__Task statement__
Every entry needs to be duplicated exactly.

Stored data entries:
***

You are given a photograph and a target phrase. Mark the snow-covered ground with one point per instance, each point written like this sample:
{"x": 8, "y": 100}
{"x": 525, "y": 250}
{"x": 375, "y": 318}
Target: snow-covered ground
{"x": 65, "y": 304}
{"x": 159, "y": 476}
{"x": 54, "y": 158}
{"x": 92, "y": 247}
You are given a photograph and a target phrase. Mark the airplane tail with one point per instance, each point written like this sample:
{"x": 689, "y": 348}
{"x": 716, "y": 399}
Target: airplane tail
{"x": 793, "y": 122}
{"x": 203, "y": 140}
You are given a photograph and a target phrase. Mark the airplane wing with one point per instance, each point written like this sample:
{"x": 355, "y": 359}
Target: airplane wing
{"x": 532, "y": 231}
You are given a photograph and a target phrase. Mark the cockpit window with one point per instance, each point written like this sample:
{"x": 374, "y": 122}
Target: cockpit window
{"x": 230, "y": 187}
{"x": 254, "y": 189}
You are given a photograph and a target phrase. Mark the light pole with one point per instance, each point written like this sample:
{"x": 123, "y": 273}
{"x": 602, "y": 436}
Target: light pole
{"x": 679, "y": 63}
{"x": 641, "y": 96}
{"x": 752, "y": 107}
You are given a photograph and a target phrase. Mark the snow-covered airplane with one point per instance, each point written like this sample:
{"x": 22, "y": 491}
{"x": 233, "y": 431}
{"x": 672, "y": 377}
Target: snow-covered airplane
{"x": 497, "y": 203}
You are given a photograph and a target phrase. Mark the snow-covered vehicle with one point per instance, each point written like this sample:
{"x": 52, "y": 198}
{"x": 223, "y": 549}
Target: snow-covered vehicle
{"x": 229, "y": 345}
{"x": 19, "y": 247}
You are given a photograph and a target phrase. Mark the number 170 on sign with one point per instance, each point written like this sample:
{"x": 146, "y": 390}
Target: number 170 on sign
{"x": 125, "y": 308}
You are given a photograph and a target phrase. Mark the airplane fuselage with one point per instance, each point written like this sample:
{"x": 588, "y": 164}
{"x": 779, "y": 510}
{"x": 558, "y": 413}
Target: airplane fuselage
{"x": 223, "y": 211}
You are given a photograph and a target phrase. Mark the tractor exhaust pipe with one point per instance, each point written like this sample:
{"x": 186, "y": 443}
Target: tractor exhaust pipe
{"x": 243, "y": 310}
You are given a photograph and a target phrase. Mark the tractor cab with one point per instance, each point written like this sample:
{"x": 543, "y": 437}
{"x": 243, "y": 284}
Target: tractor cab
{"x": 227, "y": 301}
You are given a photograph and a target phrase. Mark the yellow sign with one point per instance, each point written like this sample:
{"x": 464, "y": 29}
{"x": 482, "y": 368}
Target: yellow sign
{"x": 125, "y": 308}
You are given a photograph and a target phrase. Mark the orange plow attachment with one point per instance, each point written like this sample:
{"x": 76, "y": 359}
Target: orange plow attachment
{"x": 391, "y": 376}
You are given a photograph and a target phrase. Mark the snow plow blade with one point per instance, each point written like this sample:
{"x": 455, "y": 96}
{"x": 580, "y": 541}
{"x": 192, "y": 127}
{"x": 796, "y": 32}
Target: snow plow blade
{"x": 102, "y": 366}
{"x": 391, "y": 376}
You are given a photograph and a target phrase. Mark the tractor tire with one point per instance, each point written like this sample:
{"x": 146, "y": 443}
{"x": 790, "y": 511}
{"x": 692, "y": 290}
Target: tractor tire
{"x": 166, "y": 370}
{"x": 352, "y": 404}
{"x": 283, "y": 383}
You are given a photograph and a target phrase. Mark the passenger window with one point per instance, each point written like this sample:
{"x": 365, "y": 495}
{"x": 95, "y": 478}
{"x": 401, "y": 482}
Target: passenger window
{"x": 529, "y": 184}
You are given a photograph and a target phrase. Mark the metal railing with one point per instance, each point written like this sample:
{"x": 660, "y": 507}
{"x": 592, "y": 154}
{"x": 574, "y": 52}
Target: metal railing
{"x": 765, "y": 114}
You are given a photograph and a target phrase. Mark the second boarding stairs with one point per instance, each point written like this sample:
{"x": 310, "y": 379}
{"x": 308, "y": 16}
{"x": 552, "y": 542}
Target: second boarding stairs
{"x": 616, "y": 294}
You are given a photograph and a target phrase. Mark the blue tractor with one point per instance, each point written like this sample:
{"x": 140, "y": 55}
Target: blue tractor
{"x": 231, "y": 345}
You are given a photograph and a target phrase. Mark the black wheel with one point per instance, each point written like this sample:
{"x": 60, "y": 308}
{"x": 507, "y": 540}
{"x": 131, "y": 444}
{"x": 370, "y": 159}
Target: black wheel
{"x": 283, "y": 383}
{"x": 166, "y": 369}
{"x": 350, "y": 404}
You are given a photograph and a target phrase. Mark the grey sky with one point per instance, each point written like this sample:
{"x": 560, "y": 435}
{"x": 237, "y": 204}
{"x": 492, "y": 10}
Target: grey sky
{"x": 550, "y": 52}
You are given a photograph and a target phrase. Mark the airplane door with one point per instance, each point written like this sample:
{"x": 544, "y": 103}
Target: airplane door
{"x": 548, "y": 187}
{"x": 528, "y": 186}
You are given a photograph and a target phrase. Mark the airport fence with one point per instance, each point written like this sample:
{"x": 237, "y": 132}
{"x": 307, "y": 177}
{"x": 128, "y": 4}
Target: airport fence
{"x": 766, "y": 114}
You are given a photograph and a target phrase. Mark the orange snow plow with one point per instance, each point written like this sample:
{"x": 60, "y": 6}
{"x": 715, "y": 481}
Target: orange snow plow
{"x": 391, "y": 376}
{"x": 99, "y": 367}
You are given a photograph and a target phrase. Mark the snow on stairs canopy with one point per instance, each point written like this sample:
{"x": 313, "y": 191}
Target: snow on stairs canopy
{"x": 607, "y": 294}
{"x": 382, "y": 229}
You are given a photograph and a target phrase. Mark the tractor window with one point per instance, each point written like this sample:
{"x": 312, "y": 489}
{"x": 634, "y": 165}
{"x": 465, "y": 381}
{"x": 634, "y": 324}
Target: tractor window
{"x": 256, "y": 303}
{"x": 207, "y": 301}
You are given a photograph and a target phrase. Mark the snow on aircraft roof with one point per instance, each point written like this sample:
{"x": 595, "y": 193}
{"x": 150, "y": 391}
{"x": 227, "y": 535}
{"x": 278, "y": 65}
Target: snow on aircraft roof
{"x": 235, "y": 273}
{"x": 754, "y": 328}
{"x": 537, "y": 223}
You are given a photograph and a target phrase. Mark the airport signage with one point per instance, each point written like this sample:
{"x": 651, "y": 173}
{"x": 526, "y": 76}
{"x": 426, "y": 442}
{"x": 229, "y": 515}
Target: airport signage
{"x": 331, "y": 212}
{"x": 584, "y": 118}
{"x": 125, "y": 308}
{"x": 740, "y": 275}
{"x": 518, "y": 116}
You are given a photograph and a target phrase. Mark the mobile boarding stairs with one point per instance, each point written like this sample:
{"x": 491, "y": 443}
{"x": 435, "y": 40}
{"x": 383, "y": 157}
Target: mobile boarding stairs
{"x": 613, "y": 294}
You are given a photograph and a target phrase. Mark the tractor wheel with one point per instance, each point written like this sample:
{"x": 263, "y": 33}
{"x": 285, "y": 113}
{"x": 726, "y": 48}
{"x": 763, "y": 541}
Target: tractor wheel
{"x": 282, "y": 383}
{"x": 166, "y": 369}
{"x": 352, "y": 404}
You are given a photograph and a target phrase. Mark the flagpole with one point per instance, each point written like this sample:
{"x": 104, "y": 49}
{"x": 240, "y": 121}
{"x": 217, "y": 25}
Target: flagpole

***

__Task response__
You are given a photograph and a target phrase. Mark the snow-covered ground with one point per instance, each point written like this sample:
{"x": 8, "y": 100}
{"x": 525, "y": 250}
{"x": 375, "y": 318}
Target: snow-covered ground
{"x": 65, "y": 304}
{"x": 159, "y": 476}
{"x": 54, "y": 158}
{"x": 92, "y": 247}
You are given a photograph and a target phrase. Mark the airplane tail with one point per instance, each point written like this sample:
{"x": 689, "y": 348}
{"x": 716, "y": 399}
Target: airplane tail
{"x": 793, "y": 122}
{"x": 203, "y": 140}
You are given a photograph and a target phrase. Mark the airplane wing with one point per instance, each point written like this sample:
{"x": 355, "y": 359}
Target: airplane wing
{"x": 532, "y": 231}
You are given a photograph and a target phrase. Mark the cockpit window with one point per instance, each point written like this sample:
{"x": 374, "y": 122}
Target: cockpit window
{"x": 230, "y": 187}
{"x": 254, "y": 189}
You are given a photograph and a target phrase. Mark the light pole with one point per instance, each point written like this sample:
{"x": 123, "y": 273}
{"x": 602, "y": 436}
Target: light pole
{"x": 679, "y": 63}
{"x": 641, "y": 96}
{"x": 752, "y": 107}
You are given a photograph and a target phrase. Mark the snow-covered airplane with one point per instance, each point written like this sample:
{"x": 22, "y": 491}
{"x": 233, "y": 431}
{"x": 672, "y": 377}
Target: snow-covered airplane
{"x": 497, "y": 203}
You are given a photograph and a target phrase. Mark the snow-covered vehicle with one point per instance, each point written like this sample:
{"x": 52, "y": 198}
{"x": 223, "y": 549}
Target: snow-covered vehicle
{"x": 229, "y": 345}
{"x": 19, "y": 247}
You are given a photograph and a target phrase. Mark the number 170 on sign with one point per instance, each point written like this sample:
{"x": 146, "y": 390}
Target: number 170 on sign
{"x": 125, "y": 308}
You are given a photograph and a target phrase. Mark the airplane fuselage with one point per instance, each point written like this sample:
{"x": 588, "y": 164}
{"x": 779, "y": 510}
{"x": 558, "y": 413}
Target: airplane fuselage
{"x": 223, "y": 211}
You are given a photograph and a target phrase. Mark the tractor exhaust pipe with one point per instance, each point written like this sample:
{"x": 186, "y": 443}
Target: tractor exhaust pipe
{"x": 243, "y": 310}
You are given a photograph and a target phrase. Mark the tractor cab with one point per instance, each point written like this sample:
{"x": 543, "y": 437}
{"x": 243, "y": 284}
Target: tractor cab
{"x": 227, "y": 301}
You are given a photograph and a target phrase. Mark the yellow sign with one point per instance, each point written like this sample:
{"x": 464, "y": 29}
{"x": 482, "y": 368}
Target: yellow sign
{"x": 125, "y": 308}
You are given a photograph and a target phrase. Mark the orange plow attachment with one point per instance, each point written like this sample:
{"x": 76, "y": 359}
Target: orange plow attachment
{"x": 391, "y": 376}
You are given a photograph and a target phrase. Mark the snow plow blade with one point per instance, each point written like this sample:
{"x": 455, "y": 96}
{"x": 580, "y": 541}
{"x": 192, "y": 127}
{"x": 796, "y": 32}
Target: snow plow blade
{"x": 102, "y": 366}
{"x": 391, "y": 376}
You are given a photograph and a target phrase. Mark the tractor tire with one point per instance, each point written like this sample:
{"x": 146, "y": 443}
{"x": 790, "y": 511}
{"x": 692, "y": 290}
Target: tractor tire
{"x": 166, "y": 370}
{"x": 352, "y": 404}
{"x": 283, "y": 383}
You are given a photograph and a target phrase. Mark the passenger window with one point per instance, each point written like this sample:
{"x": 365, "y": 495}
{"x": 95, "y": 478}
{"x": 401, "y": 482}
Target: passenger window
{"x": 529, "y": 184}
You are given a photograph and a target phrase. Mark the metal railing with one point per instance, each point written like this sample:
{"x": 660, "y": 507}
{"x": 592, "y": 154}
{"x": 574, "y": 52}
Target: metal railing
{"x": 765, "y": 114}
You are given a photograph and a target phrase. Mark the second boarding stairs with one point per instance, each point written like this sample:
{"x": 310, "y": 379}
{"x": 308, "y": 16}
{"x": 552, "y": 542}
Target: second boarding stairs
{"x": 616, "y": 294}
You are given a photograph and a target phrase. Mark the blue tractor with one point per instance, each point written like this sample:
{"x": 140, "y": 55}
Target: blue tractor
{"x": 231, "y": 345}
You are given a photograph and a target phrase. Mark the black wheel with one point per instance, each point written like this sample:
{"x": 60, "y": 308}
{"x": 507, "y": 540}
{"x": 131, "y": 444}
{"x": 370, "y": 159}
Target: black wheel
{"x": 283, "y": 383}
{"x": 166, "y": 369}
{"x": 350, "y": 404}
You are given a photograph and a target phrase. Mark the grey sky with one point per instance, each point written like this sample:
{"x": 560, "y": 435}
{"x": 237, "y": 204}
{"x": 492, "y": 10}
Target: grey sky
{"x": 550, "y": 52}
You are given a photograph and a target phrase. Mark the airplane door with one point per instance, each point written like this sample:
{"x": 544, "y": 103}
Target: airplane door
{"x": 548, "y": 187}
{"x": 528, "y": 186}
You are given a photograph and a target phrase. Mark the airport fence with one point per instance, each point written like this sample:
{"x": 237, "y": 132}
{"x": 307, "y": 177}
{"x": 128, "y": 4}
Target: airport fence
{"x": 766, "y": 114}
You are given a photograph and a target phrase. Mark the orange snow plow with one point per instance, each point written like this sample:
{"x": 60, "y": 6}
{"x": 715, "y": 481}
Target: orange snow plow
{"x": 391, "y": 376}
{"x": 99, "y": 367}
You are given a photograph and a target phrase. Mark the snow on stairs canopy with one point per instance, each point written like this sample:
{"x": 313, "y": 191}
Target: snow on stairs canopy
{"x": 607, "y": 294}
{"x": 382, "y": 229}
You are given a photograph and a target phrase. Mark the tractor window with one point per instance, each point written like this sample:
{"x": 312, "y": 489}
{"x": 634, "y": 165}
{"x": 465, "y": 381}
{"x": 634, "y": 324}
Target: tractor window
{"x": 256, "y": 303}
{"x": 207, "y": 301}
You are given a photograph and a target phrase. Mark the snow on aircraft roof with one point per instance, each point written like this sample:
{"x": 595, "y": 193}
{"x": 150, "y": 391}
{"x": 227, "y": 535}
{"x": 278, "y": 65}
Target: snow on aircraft roof
{"x": 235, "y": 273}
{"x": 754, "y": 328}
{"x": 537, "y": 223}
You are given a photograph and a target phrase. Mark the airport signage with one point per instance, each point written like this sample:
{"x": 651, "y": 173}
{"x": 526, "y": 76}
{"x": 426, "y": 442}
{"x": 229, "y": 515}
Target: airport signage
{"x": 331, "y": 212}
{"x": 584, "y": 118}
{"x": 125, "y": 308}
{"x": 740, "y": 275}
{"x": 518, "y": 116}
You are given a photograph and a target phrase. Mark the mobile boarding stairs with one point per instance, each point written like this sample:
{"x": 491, "y": 443}
{"x": 435, "y": 40}
{"x": 383, "y": 157}
Target: mobile boarding stairs
{"x": 613, "y": 294}
You are given a photograph and a target phrase. Mark the tractor wheel with one point per instance, each point written like this sample:
{"x": 263, "y": 33}
{"x": 285, "y": 113}
{"x": 726, "y": 48}
{"x": 763, "y": 541}
Target: tractor wheel
{"x": 282, "y": 383}
{"x": 166, "y": 369}
{"x": 352, "y": 404}
You are given a photograph and a target phrase. Mark the flagpole with one point per instance, each point written like this sample:
{"x": 104, "y": 49}
{"x": 240, "y": 121}
{"x": 217, "y": 25}
Target: flagpole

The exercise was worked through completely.